ZITIERTER TEXT:
+ + + + + + +
Am 26. Januar ließ die vor kurzem eingesetzte italienische Regierung von Premierminister Mario Monti die schon seit Längerem andauernden Proteste von Lastwagenfahrern, Fischern und anderen Berufszweigen niederschlagen Die Streiks und Protestaktionen waren die Reaktion der auf Montis unpopuläre Deregulierungsmaßnahmen und Sozialkürzungen.
Eine Woche nach den Lastwagenfahrern wollten auch Angestellte aus der Luftfahrt und dem öffentlichen Dienst in den Streik treten.
Seit sich Lastwagenfahrer weigern, ihre Fracht zu befördern und Straßensperren errichtet haben, um die Belieferung von Einzelhandelsgeschäften zu verhindern, sind die Preise für Benzin und Nahrungsmittel um bis zu fünfzig Prozent gestiegen. Besonders der Lebensmittelhandel ist von den Blockaden betroffen, da die Supermärkte keinen Nachschub erhalten.
In Neapel sind die Lebensmittelgeschäfte und Straßenmärkte leer. Gemüse, Milch und andere Lebensmittel sind immer schwerer erhältlich. In Rom sind die Vorräte an Gemüse und Fisch um 80, bzw. 90 Prozent gesunken. Große Industrieanlagen wie Coca-Cola und der Autohersteller Fiat mussten aus Mangel an Material die Produktion einstellen.
Die Medien führen eine zynische Kampagne, um die Bevölkerung gegen die Lastwagenfahrer aufzuhetzen und verurteilen diejenigen Fahrer, die Streikbrecher daran hindern, Waren zu liefern.
+ + + + + + +
VORLIEGENDE DATEN:
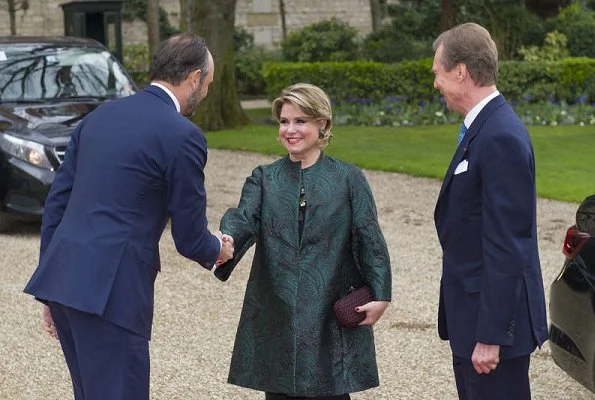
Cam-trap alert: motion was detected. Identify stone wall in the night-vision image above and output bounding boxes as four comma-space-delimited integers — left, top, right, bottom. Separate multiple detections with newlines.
0, 0, 386, 48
+ + + + + + +
KURZER AUFTRAG: Führe den Text über die Streiks in Italien im Anschluss an seinen letzten Satz fort. Die Daten braucht man hier nicht.

ALS ANTWORT:
In Sizilien, wo der die Lastwagenfahrer letzte Woche zuerst in den Streik traten, gingen die Proteste weiter. Eine Gruppe namens „Movimento die Forconi“ („Bewegung der Mistgabeln“, MDF) organisierte am Mittwoch eine Kundgebung in Palermo, an der zehntausend Menschen teilnahmen. „Sie werden uns nicht aufhalten, die Politiker sollen was tun oder verschwinden,“ sagte MDF-Führer Mariano Ferro auf der Kundgebung in Palermo.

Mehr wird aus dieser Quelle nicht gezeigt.